- _Instructions for the task_:
From the listing below, extract every line that contains the word "street" and copy each such line in full.

- _Data entries_:
= = =

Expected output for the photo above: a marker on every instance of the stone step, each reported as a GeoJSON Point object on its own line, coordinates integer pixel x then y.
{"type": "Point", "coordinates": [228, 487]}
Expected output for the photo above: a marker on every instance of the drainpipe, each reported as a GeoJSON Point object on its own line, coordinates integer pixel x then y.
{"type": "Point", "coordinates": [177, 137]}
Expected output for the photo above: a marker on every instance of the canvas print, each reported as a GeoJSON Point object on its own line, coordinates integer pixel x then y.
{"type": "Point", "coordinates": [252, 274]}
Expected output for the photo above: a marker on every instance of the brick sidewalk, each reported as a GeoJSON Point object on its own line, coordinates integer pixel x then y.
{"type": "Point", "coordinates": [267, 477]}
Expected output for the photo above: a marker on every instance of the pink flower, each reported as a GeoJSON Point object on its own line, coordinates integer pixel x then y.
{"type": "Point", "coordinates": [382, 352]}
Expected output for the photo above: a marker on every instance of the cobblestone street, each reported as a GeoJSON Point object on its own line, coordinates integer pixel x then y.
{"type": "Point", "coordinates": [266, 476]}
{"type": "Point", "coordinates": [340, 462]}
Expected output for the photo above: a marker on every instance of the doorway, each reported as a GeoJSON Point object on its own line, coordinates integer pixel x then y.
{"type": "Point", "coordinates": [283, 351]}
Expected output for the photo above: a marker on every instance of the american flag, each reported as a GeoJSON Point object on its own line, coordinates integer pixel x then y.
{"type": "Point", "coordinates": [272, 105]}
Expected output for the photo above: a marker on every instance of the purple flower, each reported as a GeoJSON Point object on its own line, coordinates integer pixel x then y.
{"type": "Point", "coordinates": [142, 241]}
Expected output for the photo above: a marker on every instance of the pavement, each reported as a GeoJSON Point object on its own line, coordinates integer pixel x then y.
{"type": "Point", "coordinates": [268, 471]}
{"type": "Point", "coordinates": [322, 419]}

= = =

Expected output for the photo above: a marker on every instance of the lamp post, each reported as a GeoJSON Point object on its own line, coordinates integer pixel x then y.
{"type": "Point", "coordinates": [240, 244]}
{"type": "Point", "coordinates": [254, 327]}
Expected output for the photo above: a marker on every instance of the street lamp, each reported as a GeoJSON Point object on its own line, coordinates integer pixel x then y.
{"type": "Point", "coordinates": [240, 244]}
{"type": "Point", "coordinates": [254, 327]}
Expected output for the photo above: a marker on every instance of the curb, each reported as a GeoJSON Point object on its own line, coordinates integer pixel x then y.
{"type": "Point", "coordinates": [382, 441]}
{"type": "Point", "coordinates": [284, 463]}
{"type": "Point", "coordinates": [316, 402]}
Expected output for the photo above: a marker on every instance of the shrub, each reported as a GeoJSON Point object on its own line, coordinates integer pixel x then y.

= = =

- _The output_:
Expected output for the photo above: a marker on every instance of the cobblestone street, each reported as a GeoJSON Point object on its own line, coordinates integer pixel x then y.
Expected output for the photo above: a marker on every instance of the street lamp, each reported as a GeoJSON Point object on its own line, coordinates integer pixel x then y.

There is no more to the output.